Box annotations for photos:
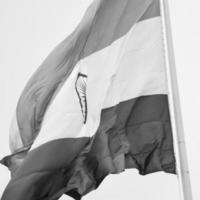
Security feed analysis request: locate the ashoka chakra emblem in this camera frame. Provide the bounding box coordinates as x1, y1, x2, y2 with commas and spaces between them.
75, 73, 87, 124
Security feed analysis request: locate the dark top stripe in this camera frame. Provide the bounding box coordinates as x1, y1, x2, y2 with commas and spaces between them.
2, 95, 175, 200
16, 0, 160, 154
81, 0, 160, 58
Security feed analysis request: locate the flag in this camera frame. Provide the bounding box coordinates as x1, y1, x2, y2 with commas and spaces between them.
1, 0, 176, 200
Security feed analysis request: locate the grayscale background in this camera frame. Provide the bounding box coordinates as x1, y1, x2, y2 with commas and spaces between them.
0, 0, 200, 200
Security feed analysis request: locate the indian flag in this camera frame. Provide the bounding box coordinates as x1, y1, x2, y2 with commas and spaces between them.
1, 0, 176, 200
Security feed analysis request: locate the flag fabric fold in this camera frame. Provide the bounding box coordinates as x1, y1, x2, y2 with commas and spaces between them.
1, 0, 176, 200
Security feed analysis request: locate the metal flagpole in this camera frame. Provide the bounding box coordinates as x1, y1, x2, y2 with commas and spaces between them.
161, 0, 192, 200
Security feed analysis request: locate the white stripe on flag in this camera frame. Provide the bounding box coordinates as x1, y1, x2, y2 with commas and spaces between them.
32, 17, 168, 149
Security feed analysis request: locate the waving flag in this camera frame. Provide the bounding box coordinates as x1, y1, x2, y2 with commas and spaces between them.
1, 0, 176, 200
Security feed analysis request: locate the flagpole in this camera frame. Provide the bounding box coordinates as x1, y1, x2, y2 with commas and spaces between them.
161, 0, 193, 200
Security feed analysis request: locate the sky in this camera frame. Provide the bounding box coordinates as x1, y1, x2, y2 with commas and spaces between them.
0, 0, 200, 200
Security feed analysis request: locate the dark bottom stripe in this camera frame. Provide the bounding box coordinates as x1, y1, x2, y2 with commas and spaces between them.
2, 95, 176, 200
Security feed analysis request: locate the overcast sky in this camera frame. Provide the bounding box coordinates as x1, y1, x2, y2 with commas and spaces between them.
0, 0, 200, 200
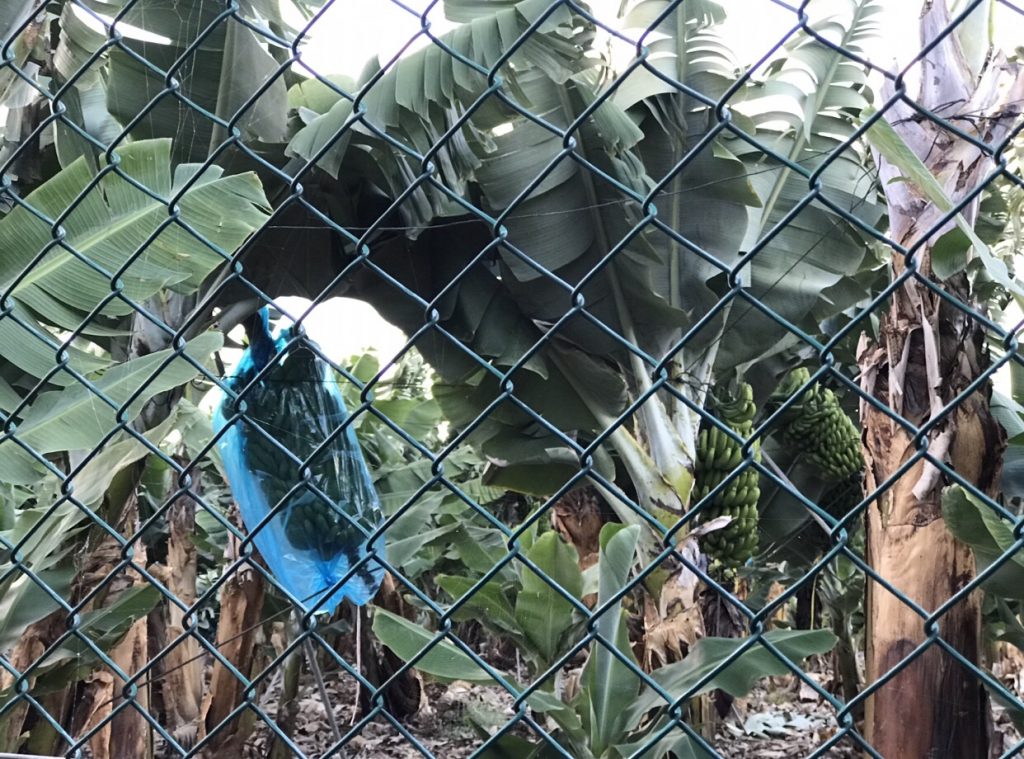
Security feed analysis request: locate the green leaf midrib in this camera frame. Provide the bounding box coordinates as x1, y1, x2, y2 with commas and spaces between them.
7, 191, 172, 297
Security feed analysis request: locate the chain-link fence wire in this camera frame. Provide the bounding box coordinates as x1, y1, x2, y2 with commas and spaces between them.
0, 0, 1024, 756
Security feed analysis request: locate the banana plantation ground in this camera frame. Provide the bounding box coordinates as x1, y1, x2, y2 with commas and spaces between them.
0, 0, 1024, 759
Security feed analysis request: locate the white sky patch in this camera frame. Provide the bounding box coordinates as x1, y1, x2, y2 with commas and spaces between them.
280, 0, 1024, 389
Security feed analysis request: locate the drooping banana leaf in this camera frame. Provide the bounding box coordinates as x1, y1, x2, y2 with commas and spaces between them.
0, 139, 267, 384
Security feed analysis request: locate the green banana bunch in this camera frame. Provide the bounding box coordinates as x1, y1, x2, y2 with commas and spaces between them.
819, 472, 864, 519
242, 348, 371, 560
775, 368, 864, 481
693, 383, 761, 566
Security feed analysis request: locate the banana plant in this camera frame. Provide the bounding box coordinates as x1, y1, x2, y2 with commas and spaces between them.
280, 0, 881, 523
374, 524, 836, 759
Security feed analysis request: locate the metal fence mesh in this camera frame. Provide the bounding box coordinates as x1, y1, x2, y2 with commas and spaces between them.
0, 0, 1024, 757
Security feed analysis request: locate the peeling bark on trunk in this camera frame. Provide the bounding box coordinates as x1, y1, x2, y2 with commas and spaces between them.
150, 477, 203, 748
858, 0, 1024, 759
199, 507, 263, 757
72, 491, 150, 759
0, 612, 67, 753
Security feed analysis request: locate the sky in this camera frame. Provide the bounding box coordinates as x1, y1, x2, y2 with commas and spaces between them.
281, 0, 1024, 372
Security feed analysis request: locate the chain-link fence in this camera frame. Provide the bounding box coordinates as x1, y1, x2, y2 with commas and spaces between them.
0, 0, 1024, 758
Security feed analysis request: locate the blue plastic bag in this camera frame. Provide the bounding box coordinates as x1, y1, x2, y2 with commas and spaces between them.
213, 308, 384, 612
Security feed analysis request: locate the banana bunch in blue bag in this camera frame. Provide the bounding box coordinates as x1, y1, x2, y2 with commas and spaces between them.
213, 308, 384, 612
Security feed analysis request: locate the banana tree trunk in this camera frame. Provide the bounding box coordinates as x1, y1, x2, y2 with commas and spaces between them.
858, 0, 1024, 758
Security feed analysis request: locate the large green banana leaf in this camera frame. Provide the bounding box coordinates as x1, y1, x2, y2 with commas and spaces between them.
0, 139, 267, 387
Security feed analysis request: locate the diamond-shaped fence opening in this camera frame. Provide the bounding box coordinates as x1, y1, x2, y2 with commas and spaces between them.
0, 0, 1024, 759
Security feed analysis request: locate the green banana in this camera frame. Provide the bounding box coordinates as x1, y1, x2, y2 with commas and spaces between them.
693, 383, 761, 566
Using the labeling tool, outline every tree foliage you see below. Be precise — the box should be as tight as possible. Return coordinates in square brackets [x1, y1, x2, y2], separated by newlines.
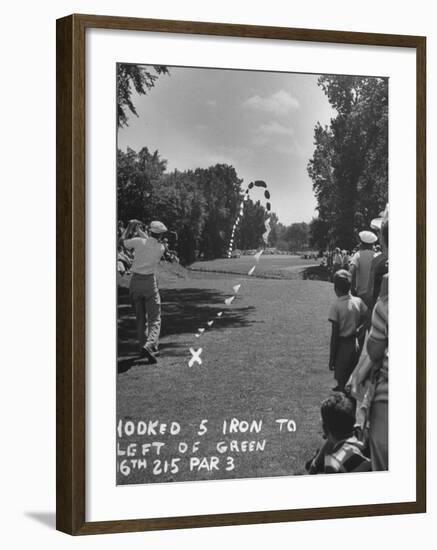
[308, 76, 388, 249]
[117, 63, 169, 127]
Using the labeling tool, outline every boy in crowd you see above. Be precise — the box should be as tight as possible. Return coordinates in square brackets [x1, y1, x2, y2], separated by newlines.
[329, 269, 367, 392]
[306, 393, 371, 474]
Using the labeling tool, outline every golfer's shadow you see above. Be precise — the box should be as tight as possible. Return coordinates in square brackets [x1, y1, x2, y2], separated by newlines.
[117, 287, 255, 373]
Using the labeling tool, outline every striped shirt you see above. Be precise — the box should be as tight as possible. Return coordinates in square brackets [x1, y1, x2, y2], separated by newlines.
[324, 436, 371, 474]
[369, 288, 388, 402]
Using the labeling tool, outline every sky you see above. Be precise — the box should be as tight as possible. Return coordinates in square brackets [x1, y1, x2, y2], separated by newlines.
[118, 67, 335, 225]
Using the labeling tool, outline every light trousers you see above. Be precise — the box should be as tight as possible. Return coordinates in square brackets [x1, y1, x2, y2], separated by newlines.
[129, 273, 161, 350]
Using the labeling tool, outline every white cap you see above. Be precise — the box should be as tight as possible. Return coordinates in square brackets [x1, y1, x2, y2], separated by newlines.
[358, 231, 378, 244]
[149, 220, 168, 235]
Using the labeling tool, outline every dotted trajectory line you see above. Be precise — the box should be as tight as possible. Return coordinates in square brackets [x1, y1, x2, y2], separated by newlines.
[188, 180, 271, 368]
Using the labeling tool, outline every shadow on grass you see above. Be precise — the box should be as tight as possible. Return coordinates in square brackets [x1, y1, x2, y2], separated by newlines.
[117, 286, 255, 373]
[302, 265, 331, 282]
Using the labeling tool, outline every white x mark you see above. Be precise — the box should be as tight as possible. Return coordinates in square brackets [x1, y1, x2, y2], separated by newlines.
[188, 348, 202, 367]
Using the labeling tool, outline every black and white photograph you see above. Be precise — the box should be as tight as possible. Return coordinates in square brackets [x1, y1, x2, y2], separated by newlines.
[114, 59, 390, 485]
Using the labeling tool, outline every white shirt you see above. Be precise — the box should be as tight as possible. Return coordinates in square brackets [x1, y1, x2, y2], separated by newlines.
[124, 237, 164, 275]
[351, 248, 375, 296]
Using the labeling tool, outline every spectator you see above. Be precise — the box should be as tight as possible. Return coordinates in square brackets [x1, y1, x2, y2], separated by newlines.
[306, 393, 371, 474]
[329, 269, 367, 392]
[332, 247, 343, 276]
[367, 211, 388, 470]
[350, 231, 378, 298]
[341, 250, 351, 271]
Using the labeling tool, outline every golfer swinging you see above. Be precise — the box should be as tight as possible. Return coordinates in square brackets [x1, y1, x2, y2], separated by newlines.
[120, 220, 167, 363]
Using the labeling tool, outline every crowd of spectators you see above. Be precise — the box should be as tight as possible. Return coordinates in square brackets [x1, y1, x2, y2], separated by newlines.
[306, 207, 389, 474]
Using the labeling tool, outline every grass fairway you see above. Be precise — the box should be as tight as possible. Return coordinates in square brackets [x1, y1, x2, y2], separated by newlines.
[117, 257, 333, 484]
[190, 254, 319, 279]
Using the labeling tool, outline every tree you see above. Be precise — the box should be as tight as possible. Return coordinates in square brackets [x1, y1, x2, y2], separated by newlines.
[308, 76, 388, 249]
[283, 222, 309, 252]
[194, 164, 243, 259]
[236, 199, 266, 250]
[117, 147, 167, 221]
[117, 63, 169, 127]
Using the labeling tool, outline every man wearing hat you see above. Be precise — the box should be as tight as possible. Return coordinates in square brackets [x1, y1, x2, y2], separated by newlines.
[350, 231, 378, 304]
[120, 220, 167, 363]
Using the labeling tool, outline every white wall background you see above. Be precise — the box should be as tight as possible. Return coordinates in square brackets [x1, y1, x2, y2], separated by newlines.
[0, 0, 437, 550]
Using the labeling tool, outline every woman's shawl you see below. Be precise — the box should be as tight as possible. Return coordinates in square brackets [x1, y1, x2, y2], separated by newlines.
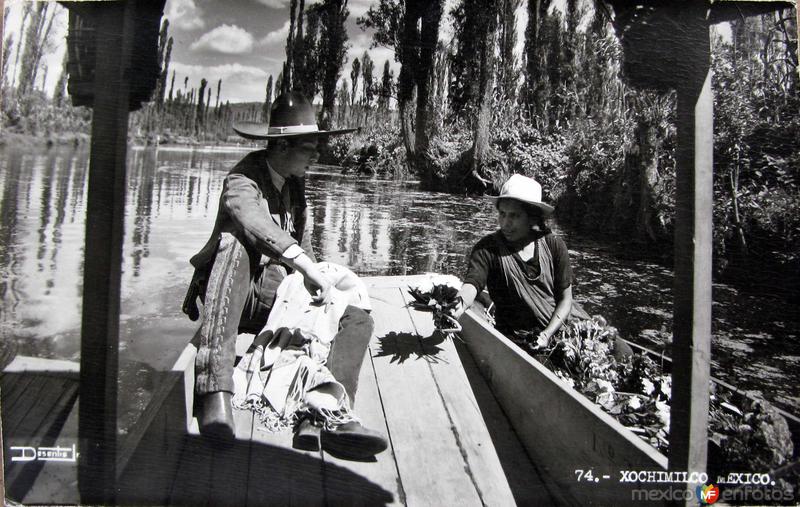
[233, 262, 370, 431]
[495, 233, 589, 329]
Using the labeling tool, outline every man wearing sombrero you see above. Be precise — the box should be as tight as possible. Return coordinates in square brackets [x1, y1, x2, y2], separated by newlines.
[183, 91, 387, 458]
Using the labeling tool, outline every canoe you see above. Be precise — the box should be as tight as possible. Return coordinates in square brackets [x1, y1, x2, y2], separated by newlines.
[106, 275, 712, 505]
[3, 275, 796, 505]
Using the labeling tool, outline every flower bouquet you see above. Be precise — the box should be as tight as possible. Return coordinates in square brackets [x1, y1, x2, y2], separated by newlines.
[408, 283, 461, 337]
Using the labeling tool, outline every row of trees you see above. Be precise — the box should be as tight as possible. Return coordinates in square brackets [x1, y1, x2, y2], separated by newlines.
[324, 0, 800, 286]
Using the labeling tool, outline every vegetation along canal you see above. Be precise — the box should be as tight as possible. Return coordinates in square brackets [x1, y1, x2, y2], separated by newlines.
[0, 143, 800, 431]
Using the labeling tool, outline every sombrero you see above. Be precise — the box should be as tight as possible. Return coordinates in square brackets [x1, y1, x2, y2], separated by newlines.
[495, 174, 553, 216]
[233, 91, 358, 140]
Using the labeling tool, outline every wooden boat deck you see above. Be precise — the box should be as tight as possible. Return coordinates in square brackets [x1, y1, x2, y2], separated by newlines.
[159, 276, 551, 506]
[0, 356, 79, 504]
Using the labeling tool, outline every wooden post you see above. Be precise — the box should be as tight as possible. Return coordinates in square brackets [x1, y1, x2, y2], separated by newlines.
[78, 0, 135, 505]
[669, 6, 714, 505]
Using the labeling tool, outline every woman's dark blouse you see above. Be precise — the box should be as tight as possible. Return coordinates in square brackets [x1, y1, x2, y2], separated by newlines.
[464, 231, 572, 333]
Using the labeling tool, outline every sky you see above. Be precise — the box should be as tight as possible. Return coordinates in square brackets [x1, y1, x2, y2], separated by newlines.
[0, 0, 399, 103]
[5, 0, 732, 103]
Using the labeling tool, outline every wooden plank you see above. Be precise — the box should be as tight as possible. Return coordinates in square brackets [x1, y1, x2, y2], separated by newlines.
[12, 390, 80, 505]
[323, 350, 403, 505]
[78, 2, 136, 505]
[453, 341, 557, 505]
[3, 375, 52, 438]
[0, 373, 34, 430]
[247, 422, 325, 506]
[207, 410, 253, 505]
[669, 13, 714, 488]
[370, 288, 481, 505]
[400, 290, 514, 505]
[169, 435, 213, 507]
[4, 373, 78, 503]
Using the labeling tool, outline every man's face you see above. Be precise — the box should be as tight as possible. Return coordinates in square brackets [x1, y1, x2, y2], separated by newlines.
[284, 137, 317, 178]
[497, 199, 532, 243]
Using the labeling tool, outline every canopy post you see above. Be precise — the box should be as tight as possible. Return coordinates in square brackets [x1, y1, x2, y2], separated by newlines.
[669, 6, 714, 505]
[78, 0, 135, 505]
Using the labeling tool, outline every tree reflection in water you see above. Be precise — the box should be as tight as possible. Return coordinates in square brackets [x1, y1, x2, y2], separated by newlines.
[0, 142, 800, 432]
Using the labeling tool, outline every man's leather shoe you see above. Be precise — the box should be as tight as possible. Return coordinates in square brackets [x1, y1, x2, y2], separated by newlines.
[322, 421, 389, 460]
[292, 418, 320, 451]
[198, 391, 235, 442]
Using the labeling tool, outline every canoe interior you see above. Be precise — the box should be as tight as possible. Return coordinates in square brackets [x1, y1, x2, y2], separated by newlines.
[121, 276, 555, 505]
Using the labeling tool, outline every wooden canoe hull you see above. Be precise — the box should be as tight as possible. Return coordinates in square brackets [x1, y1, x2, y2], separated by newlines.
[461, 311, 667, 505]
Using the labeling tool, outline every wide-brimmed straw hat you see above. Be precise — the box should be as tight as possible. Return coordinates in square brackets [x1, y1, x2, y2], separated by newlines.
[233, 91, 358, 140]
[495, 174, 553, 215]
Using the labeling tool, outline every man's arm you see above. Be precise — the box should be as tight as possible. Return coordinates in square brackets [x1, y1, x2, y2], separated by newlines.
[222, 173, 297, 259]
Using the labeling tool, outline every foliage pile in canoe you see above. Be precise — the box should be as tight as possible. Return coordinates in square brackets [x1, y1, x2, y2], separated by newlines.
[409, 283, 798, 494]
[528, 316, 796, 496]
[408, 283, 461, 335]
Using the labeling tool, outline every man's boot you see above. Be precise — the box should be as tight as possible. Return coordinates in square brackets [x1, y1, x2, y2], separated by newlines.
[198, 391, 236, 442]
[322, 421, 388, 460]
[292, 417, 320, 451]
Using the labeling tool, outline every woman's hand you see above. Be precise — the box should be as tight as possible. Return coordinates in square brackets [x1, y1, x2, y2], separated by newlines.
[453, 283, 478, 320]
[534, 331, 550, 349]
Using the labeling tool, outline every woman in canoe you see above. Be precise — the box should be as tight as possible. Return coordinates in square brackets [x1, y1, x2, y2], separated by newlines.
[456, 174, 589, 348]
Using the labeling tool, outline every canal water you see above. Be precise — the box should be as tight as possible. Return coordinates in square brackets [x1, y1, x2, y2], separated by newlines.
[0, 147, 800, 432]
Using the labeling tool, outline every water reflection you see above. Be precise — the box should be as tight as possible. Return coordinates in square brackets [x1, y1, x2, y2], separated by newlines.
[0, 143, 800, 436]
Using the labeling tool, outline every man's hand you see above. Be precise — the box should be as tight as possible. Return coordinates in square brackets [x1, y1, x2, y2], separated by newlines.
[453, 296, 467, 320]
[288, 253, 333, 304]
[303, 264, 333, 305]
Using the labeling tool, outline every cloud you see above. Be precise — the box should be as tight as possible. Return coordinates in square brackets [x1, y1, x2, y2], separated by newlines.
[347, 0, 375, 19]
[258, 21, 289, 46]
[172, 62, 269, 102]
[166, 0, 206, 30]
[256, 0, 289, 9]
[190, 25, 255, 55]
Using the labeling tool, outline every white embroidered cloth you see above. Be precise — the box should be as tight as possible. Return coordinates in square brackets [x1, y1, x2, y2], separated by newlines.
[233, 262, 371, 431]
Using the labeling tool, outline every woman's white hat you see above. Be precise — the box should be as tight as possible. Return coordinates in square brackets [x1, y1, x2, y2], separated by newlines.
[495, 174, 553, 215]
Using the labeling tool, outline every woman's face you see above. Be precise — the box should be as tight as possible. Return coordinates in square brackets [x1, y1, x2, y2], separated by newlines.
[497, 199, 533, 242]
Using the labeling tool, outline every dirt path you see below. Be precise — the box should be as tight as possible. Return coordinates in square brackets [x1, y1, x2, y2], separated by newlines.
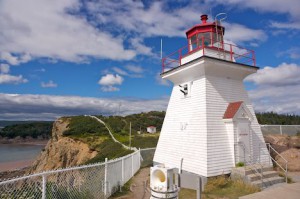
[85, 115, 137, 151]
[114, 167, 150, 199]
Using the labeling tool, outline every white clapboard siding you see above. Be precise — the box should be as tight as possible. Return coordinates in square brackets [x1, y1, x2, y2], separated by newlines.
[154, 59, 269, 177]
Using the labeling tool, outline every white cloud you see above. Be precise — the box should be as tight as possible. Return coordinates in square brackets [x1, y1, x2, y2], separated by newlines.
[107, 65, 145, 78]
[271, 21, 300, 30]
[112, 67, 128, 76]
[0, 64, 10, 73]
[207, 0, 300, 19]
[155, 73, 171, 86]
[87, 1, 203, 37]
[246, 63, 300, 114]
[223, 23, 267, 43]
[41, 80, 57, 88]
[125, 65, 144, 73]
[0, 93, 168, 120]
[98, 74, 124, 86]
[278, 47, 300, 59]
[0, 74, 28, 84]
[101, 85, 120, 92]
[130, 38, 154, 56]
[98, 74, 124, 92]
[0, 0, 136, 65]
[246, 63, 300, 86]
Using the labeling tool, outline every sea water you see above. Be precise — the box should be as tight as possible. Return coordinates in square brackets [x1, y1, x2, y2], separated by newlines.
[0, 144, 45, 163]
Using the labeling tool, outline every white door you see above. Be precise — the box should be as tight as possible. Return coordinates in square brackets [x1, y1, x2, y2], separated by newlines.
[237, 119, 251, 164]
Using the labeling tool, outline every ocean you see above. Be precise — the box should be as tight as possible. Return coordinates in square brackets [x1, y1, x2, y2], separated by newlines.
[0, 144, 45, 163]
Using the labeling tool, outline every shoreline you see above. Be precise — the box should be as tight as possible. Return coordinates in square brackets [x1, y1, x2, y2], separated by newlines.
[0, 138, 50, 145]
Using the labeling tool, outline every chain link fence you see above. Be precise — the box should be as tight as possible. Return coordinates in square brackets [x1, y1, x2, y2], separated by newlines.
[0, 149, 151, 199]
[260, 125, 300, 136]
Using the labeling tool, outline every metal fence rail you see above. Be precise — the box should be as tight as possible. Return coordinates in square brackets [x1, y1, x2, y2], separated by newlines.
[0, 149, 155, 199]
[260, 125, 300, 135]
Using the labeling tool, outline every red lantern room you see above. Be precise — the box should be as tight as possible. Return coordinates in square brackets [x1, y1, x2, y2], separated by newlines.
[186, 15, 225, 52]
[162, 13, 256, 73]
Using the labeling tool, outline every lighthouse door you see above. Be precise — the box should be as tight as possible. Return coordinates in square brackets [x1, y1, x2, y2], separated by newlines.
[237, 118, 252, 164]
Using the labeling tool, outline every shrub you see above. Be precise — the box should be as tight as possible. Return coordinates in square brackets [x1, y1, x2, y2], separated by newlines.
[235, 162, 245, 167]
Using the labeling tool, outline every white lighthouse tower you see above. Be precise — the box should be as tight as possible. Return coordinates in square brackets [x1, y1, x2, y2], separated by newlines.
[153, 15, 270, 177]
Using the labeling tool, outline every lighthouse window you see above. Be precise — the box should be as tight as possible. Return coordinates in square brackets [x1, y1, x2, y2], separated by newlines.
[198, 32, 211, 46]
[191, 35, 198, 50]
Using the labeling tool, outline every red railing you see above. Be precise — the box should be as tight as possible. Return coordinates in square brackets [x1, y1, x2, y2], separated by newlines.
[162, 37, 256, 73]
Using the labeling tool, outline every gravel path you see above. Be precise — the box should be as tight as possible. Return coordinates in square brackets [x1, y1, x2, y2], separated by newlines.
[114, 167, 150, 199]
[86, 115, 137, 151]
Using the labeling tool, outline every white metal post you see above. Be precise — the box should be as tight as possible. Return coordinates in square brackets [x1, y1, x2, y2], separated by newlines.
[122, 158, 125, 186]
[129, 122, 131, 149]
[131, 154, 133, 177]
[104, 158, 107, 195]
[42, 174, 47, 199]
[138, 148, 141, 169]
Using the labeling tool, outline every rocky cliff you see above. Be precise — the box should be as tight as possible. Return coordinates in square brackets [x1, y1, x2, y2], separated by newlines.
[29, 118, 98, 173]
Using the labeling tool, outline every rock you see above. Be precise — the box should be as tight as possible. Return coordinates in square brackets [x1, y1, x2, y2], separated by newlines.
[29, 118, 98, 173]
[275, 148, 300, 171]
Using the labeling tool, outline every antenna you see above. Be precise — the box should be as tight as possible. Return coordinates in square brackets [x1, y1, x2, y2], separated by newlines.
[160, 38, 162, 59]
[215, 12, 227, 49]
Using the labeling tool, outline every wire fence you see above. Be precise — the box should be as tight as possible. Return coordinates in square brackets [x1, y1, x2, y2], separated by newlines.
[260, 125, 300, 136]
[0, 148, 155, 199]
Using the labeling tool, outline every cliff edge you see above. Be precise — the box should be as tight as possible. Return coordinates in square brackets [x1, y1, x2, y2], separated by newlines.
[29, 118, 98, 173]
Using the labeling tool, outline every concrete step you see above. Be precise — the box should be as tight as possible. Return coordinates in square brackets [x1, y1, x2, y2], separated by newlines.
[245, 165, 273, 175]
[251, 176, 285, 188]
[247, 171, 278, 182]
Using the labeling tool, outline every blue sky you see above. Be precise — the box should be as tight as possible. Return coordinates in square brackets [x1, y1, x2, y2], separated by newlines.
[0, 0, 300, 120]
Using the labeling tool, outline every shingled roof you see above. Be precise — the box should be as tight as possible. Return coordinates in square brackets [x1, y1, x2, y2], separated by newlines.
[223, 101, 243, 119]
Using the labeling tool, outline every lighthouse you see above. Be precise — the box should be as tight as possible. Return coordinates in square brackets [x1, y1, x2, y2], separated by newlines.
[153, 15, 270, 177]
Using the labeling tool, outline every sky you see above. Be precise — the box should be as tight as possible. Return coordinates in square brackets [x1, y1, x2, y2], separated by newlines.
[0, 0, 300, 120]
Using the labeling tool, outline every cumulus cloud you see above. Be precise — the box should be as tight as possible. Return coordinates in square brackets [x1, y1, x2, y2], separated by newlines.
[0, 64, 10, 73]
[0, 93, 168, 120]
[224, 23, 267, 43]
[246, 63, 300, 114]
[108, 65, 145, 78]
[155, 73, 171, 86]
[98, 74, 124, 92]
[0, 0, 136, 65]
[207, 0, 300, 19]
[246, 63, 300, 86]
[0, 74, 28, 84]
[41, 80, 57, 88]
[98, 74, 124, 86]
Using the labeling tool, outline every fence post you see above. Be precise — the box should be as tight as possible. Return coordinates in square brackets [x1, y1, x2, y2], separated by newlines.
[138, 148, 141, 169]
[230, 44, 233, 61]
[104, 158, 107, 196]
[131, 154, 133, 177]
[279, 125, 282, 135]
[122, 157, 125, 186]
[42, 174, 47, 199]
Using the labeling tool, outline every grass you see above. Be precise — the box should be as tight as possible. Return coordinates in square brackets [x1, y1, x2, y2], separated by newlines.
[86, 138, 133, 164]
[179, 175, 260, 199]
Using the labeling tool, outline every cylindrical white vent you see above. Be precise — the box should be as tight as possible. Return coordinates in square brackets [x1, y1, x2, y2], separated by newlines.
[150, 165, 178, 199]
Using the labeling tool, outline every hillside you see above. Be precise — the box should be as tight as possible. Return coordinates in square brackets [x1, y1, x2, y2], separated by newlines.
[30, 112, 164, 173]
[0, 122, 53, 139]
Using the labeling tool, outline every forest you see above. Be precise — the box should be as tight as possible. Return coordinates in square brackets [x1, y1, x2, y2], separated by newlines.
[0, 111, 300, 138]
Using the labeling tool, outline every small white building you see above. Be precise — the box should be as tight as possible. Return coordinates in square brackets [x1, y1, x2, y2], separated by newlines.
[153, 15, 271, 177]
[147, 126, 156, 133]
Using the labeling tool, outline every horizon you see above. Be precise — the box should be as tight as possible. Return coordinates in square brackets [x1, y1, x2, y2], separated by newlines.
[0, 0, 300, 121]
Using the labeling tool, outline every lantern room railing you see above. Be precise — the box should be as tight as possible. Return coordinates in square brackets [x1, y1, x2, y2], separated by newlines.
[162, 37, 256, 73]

◆ EXERCISE
Locate each line in the data above that contains the string "flagpole", and copy every such line in full. Matching is case-sensitive.

◆ SOLUTION FOR THIS EXERCISE
Security feed analysis request: locate the metal flagpole in this camera frame. Provide the bounding box coordinates as x1, y1, x2, y2 with commas and spaces between them.
Security feed analysis request: locate the flagpole in this camera frame. Provide the bounding box coordinates as x1, y1, x2, y2 with commas and spaces between them.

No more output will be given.